_Task directions_. Output the line that contains "the metal drawer." and every line after it to the end of the entries, with nothing added or left out.

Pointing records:
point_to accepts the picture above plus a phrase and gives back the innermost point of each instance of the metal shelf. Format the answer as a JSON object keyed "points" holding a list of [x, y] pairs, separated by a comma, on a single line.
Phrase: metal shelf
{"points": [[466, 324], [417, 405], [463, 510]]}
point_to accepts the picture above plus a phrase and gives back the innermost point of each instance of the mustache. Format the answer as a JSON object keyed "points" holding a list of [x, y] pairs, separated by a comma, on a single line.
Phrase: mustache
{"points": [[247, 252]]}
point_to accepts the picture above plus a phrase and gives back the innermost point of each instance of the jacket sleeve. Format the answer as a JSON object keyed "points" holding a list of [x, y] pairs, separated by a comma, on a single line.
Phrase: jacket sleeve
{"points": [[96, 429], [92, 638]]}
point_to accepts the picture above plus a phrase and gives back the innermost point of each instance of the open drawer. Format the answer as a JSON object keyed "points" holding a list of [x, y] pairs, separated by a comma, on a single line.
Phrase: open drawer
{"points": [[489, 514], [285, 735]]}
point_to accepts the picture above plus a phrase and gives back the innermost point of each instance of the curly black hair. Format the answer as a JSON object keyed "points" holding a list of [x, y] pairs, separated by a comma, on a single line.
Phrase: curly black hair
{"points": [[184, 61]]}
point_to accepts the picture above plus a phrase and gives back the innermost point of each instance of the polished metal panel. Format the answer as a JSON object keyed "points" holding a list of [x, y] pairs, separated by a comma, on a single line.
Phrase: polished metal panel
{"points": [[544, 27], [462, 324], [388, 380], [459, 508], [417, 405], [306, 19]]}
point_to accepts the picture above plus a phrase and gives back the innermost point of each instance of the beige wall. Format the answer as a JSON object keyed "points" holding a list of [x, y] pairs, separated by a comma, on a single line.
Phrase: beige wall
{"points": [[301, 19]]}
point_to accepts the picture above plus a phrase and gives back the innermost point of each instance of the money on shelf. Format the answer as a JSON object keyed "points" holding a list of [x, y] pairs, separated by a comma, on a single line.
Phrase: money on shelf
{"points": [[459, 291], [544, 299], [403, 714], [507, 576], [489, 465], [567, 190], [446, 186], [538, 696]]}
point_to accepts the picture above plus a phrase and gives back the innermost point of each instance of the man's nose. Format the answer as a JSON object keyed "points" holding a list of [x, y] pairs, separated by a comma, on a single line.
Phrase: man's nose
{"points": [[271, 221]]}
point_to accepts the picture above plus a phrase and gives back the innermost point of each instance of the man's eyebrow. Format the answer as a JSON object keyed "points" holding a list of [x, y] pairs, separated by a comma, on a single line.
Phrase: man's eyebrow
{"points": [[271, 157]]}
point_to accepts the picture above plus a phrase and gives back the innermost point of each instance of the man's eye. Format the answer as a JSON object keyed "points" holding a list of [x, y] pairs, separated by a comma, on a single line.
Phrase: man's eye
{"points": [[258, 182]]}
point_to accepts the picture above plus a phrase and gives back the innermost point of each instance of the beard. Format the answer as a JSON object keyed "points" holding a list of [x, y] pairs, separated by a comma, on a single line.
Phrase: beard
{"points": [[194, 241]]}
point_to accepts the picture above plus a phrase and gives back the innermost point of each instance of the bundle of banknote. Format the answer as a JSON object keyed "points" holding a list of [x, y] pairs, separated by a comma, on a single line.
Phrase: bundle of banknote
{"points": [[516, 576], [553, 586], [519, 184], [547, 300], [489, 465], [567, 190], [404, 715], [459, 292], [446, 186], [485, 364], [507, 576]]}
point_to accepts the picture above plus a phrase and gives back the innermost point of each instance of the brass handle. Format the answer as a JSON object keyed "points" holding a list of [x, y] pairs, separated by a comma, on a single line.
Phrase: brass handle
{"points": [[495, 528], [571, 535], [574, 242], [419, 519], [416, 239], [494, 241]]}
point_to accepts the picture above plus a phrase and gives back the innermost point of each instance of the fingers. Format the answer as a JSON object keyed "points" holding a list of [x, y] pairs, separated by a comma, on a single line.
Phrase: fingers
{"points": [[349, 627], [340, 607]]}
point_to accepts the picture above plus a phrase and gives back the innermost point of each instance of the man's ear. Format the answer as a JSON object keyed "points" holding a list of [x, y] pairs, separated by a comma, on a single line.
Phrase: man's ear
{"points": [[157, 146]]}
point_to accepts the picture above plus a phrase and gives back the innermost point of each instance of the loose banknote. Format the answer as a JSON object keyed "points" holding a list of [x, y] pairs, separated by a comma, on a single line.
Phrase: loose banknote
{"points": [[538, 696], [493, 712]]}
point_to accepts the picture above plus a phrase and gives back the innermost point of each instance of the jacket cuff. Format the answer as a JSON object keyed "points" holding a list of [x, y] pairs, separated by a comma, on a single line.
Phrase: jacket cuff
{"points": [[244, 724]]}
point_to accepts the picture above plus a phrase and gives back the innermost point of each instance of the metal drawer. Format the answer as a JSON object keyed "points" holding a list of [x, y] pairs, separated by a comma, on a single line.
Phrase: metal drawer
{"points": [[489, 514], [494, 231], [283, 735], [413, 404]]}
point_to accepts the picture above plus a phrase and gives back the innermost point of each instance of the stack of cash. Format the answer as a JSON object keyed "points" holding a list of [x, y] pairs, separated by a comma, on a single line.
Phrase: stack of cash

_Final result_.
point_to accepts the picture above plus a phrase and gives back the innermost point of each instance of the metal drawer. Format the answer as a JSON object keyed "points" holding a list of [x, y] pairs, separated by a comma, on a single line.
Phrase: metal drawer
{"points": [[489, 514], [494, 231], [283, 735], [413, 404]]}
point_to accepts the picture above plus a phrase and gives back the innermost point of each instance of the stack of cash. Format the answer as a JSON object keyed "points" holding a list of [x, y] pairs, separated by a comma, on a single line.
Phrase: stack of cash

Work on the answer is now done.